— Begin —
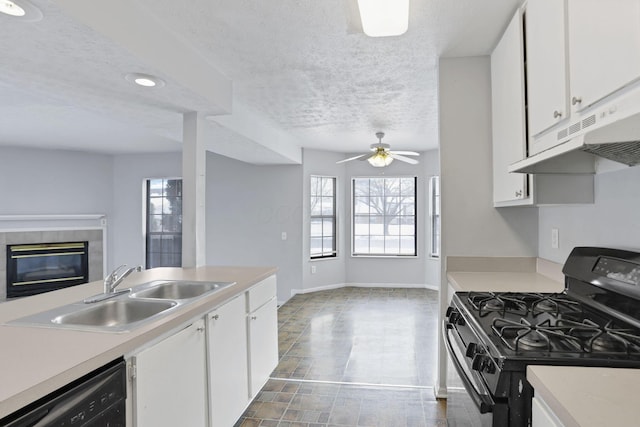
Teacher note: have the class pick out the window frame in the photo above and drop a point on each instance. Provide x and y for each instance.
(415, 253)
(147, 217)
(434, 216)
(333, 217)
— End —
Do this
Put every line of the items above into a Markdown table with two columns, Row and Line text, where each row holds a row number and one line, skipping blank lines. Leave the pictures out of the table.

Response
| Row | Line text |
|---|---|
| 1 | Teacher note: have the class pick out the window frame in the photo above and drop a point on each instance. Provide x and y for each instance. |
| 2 | (415, 253) |
| 3 | (147, 217) |
| 4 | (434, 216) |
| 5 | (333, 217) |